**Task details**
The lines to extract start at the one containing "the car body" and end with the last line; give them exactly and nothing more.

**Records supplied**
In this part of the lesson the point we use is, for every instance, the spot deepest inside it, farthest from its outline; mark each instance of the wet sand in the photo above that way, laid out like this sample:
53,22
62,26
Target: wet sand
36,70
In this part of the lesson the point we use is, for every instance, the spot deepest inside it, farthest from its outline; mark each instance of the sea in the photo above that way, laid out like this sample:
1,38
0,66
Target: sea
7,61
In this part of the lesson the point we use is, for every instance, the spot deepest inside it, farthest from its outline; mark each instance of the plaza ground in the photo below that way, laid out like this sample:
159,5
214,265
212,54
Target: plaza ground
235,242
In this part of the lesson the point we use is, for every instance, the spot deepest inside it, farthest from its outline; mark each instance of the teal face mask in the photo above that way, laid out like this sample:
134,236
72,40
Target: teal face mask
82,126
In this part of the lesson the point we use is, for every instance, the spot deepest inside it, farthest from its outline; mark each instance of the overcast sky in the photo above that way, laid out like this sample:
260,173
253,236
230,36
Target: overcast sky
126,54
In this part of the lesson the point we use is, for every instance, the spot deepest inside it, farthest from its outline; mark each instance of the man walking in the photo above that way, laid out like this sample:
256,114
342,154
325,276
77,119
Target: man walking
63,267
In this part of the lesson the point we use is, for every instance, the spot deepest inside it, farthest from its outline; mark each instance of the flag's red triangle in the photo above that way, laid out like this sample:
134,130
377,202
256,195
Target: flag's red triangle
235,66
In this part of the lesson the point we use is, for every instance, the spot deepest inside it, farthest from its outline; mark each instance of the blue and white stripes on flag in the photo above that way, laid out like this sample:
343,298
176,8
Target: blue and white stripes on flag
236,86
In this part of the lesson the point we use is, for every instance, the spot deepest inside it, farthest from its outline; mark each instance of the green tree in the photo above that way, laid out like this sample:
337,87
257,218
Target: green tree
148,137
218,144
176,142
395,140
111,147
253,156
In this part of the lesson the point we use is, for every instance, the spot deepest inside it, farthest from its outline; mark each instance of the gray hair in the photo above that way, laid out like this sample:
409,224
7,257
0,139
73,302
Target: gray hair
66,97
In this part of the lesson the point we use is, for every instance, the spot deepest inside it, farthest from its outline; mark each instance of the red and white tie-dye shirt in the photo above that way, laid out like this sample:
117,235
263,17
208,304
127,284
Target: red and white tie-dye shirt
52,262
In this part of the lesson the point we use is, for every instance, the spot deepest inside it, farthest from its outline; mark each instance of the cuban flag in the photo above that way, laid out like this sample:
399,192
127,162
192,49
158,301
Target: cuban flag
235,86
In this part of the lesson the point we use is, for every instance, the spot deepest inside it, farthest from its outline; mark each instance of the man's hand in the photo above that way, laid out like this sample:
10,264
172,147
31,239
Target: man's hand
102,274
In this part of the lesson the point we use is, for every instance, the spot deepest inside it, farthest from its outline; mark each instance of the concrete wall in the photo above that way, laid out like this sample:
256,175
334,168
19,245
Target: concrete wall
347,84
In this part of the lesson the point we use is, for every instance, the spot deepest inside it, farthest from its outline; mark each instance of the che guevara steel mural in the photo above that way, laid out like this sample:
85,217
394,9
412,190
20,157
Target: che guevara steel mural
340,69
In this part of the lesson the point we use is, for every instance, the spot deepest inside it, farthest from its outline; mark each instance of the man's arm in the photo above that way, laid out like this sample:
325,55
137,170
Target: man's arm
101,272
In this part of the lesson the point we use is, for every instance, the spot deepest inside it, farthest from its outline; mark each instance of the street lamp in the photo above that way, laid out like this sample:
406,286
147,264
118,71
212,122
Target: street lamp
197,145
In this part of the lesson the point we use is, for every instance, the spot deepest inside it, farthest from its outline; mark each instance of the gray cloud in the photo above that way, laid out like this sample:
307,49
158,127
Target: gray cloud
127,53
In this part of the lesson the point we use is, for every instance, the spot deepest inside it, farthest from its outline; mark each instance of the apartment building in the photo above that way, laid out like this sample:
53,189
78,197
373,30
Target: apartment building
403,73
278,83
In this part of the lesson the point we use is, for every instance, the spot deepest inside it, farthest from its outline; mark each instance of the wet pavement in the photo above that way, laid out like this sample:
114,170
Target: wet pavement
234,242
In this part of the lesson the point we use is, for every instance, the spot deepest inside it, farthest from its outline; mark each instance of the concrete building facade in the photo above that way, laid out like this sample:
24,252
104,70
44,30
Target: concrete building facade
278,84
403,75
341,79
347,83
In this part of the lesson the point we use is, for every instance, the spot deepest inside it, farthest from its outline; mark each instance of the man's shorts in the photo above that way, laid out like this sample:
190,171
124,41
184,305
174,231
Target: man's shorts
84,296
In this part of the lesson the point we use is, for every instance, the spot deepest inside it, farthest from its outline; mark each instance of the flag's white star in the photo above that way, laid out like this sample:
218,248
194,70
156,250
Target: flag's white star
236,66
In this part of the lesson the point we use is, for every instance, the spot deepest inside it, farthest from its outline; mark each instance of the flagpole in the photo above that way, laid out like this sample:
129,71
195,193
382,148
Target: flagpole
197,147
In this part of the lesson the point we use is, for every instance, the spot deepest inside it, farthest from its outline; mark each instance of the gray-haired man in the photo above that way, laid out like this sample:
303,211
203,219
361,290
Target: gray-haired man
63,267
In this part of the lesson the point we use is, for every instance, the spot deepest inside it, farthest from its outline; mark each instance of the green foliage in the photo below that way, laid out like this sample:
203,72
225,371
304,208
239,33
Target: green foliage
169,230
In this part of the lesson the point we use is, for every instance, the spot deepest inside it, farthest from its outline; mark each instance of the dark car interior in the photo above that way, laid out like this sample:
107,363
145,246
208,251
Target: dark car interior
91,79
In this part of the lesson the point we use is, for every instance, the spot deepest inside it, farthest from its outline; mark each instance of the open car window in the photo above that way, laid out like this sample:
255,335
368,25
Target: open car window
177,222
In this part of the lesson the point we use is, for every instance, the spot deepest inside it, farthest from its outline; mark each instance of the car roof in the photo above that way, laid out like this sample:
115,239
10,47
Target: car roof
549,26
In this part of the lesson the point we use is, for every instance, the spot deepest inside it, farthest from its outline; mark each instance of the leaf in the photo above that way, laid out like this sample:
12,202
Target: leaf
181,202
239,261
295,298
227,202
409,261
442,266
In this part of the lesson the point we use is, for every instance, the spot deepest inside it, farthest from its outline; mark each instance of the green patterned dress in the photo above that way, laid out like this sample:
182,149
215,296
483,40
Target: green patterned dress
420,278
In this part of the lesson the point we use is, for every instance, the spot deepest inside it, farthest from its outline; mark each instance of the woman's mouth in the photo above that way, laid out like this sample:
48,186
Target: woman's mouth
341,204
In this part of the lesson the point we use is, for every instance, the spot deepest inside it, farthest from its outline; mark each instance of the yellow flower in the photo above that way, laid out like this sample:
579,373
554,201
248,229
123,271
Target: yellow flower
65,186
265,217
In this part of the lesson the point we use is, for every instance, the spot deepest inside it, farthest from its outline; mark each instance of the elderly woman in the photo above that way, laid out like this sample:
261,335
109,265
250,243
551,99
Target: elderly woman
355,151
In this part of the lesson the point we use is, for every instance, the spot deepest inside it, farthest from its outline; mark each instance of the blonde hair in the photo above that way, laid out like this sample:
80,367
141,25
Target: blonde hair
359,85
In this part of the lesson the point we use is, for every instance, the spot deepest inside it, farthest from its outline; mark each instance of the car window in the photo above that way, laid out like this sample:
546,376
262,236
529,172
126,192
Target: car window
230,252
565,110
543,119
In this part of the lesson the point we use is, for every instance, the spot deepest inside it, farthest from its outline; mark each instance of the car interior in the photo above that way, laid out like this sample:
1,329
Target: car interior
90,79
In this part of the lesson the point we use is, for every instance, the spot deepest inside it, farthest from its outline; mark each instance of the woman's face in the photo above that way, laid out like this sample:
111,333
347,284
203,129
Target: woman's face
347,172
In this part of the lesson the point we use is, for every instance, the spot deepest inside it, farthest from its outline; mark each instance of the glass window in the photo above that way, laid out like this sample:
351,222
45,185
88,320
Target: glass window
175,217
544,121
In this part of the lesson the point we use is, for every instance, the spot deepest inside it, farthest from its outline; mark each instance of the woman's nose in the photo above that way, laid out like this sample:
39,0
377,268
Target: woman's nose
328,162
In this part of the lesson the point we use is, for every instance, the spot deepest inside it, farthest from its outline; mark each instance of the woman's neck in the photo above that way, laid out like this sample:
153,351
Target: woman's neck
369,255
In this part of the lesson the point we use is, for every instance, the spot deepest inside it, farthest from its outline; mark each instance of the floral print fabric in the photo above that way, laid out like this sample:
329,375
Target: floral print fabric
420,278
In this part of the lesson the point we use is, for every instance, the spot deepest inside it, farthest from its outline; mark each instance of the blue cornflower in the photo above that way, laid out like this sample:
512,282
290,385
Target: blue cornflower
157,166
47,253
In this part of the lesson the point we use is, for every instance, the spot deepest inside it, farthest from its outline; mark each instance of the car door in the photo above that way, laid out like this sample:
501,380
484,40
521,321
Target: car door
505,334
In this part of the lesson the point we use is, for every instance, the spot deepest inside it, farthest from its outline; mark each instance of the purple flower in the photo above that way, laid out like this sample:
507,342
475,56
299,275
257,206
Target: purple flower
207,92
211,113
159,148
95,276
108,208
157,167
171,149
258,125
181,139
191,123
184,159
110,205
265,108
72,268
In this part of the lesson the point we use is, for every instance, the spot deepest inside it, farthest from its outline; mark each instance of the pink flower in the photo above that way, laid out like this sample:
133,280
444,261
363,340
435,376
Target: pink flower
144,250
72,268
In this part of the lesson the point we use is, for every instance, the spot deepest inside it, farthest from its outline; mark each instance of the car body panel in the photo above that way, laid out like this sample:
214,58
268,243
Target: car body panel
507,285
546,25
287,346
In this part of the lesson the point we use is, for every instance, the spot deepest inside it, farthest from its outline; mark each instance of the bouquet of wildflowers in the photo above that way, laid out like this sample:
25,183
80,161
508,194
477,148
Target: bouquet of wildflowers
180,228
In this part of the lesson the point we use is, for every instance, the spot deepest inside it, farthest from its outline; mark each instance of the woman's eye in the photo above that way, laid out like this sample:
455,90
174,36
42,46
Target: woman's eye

**Written reply**
In this part of the lesson the point we use is, for every instance, the spot deepest inside it, farthest from its outline; mark each instance of the car body panel in the photo above that way, laid out like this sample:
214,58
268,243
Target: car body panel
507,285
546,25
287,346
In this part of the lesson the point we use is, for every instance, the spot deepest inside it, farthest from its outline; mark each instance of the bouquet of wildflowers in the photo above that way, laid out like this sample:
25,183
80,161
508,194
477,148
Target: bouquet of wildflowers
180,228
In this part of the lesson the point we use is, for every instance, the spot deepest inside it, farthest from its outline; mark each instance of the woman's eye in the photo above that way, laid out like this sample:
455,90
174,36
42,46
Target: woman's eye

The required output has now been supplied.